**Extrait du document**:
━━━━

Lors de la discussion parlementaire de la loi ATR, en 1992, j'étais porte-parole de mon groupe au Sénat, l'Union centriste, et je n'étais pas dans cette légère majorité qui l'avait approuvée. J'avais défendu la position suivante : pas de regroupement forcé, mais avancer vers l'intercommunalité. Il fallait un langage adapté à ce que nous entendions à la base et qui nous apparaissait nécessaire au sommet. La loi de 1992 est née. Succédant au ministère à Jean-Pierre Sueur en 1993, je n'ai remis en cause, sur aucun plan, les acquis de la loi, la consensualisant à cette occasion et je crois qu'il était bon qu'il en soit ainsi.

En revanche, nous avons abordé, dans les lois sur la dotation globale de fonctionnement, la fonction publique territoriale et l'aménagement du territoire, certains aspects de l'intercommunalité, notamment la notion de pays, dont il n'a pas été question jusqu'ici - et dont il n'est pas indispensable qu'il en soit différemment dans la suite de notre débat.

Ma dernière expérience a été celle de rapporteur de la loi Chevènement de 1999. Voyant ici M. Lallement, je me souviens des moments durs, difficiles et parfois impitoyables, même au Sénat, qui peuvent surgir dans des débats de cette nature. Nous sommes arrivés, par une commission mixte paritaire, à trouver un accord Assemblée-Sénat qui a assis définitivement les acquis de la loi ATR de 1992 : là encore, il est bon qu'il en soit ainsi.

Tout ce qui a été fait au cours des 40 dernières années a été marqué du sceau de la continuité. L'intercommunalité n'a jamais été remise en cause. Il y eut des périodes de freinage, auxquelles j'ai parfois participé. Il y eut des périodes d'accélération, et la loi de 1992 a été un formidable accélérateur. Une continuité a été tracée à travers les hauts et les bas. Alternativement, les uns et les autres, nous avons obtenu cet acquis très positif.

━━━━

**Extraits d'un jeu de données de détection**:
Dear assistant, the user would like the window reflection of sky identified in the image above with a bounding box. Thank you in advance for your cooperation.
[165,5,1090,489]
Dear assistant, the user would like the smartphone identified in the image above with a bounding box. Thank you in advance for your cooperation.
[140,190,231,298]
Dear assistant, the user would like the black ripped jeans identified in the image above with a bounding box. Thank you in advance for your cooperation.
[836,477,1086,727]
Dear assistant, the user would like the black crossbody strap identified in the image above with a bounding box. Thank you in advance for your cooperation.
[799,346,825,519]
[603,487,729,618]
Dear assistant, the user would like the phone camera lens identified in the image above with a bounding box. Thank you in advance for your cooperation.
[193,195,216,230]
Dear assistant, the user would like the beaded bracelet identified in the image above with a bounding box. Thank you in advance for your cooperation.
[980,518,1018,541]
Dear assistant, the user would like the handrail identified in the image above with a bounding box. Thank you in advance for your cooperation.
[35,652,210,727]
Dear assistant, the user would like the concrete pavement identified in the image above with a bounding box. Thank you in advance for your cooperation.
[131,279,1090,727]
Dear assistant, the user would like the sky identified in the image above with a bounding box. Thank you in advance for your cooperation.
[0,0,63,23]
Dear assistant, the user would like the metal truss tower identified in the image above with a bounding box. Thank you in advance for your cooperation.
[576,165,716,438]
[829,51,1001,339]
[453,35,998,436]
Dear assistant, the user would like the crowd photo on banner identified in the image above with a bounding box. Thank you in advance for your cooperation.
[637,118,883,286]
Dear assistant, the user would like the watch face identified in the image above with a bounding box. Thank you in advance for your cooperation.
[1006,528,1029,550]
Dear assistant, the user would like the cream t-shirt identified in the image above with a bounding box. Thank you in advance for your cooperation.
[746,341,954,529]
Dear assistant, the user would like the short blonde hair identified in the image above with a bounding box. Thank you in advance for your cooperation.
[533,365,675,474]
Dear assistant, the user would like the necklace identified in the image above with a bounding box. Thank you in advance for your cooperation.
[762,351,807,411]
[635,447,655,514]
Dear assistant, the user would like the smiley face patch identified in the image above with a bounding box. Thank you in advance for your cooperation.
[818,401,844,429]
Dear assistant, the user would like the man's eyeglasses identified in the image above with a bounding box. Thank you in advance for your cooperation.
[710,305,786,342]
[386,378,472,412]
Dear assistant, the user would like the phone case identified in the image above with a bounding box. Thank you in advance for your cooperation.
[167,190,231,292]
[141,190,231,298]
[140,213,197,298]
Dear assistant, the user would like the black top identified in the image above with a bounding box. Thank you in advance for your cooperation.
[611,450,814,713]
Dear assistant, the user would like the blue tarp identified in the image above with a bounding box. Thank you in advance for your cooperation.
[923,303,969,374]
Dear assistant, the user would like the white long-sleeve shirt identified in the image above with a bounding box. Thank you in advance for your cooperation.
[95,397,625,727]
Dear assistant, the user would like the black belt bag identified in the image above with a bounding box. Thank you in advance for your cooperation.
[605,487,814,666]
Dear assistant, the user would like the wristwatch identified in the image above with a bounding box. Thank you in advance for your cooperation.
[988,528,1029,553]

━━━━

**Vos tâches**:
1. Traduisez en anglais cette phrase de l'extrait sur l'intercommunalité : « L'intercommunalité n'a jamais été remise en cause. »
2. Extrayez mot pour mot, dans l'extrait sur l'intercommunalité, tout ce qui va de « Lors de la discussion » jusqu'à « était bon qu'il en soit ainsi. ».
Basez-vous uniquement sur l'extrait.

**Réponses complètes**:
1. Inter-municipal cooperation has never been called into question.

2.
Lors de la discussion parlementaire de la loi ATR, en 1992, j'étais porte-parole de mon groupe au Sénat, l'Union centriste, et je n'étais pas dans cette légère majorité qui l'avait approuvée. J'avais défendu la position suivante : pas de regroupement forcé, mais avancer vers l'intercommunalité. Il fallait un langage adapté à ce que nous entendions à la base et qui nous apparaissait nécessaire au sommet. La loi de 1992 est née. Succédant au ministère à Jean-Pierre Sueur en 1993, je n'ai remis en cause, sur aucun plan, les acquis de la loi, la consensualisant à cette occasion et je crois qu'il était bon qu'il en soit ainsi.